# Directions:
Your answer is a number only: how many lines in the data below contain "house"?

#### Dataset records

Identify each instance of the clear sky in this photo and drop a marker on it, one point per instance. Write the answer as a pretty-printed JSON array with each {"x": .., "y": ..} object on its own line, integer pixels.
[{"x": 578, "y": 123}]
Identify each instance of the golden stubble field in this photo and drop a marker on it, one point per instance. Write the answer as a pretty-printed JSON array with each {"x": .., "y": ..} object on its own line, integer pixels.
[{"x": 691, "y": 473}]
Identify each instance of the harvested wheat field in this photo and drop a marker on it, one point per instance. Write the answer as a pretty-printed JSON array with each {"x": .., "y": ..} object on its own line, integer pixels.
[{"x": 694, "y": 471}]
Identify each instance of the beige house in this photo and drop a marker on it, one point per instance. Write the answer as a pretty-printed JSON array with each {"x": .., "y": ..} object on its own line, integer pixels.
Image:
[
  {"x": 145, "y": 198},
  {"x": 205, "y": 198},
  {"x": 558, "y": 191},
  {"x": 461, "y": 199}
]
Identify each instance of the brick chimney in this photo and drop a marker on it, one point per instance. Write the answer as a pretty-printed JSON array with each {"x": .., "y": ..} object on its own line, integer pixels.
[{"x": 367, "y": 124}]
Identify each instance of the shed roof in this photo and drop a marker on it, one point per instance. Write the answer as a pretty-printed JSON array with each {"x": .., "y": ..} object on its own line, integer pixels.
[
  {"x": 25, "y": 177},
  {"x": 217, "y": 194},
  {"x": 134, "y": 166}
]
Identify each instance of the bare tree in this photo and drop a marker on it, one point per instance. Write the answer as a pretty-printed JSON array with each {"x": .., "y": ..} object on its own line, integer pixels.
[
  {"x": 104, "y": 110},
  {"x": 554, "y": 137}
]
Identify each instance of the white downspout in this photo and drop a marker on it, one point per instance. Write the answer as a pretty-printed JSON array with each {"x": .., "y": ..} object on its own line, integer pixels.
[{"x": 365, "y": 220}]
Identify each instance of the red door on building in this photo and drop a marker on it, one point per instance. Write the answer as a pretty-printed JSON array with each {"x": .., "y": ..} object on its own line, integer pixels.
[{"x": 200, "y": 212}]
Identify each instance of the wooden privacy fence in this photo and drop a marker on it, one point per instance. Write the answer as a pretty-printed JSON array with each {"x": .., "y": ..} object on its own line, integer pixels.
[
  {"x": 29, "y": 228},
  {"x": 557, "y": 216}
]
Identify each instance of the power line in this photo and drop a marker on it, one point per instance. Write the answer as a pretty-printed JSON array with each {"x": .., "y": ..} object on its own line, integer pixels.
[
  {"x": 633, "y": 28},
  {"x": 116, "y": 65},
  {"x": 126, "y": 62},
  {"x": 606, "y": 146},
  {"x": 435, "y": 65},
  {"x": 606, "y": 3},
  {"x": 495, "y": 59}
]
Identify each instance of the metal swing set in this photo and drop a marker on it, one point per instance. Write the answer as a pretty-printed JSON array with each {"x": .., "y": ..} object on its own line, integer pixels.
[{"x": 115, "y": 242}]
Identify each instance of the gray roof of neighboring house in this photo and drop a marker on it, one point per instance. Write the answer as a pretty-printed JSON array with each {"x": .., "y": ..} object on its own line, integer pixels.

########

# Response for this exercise:
2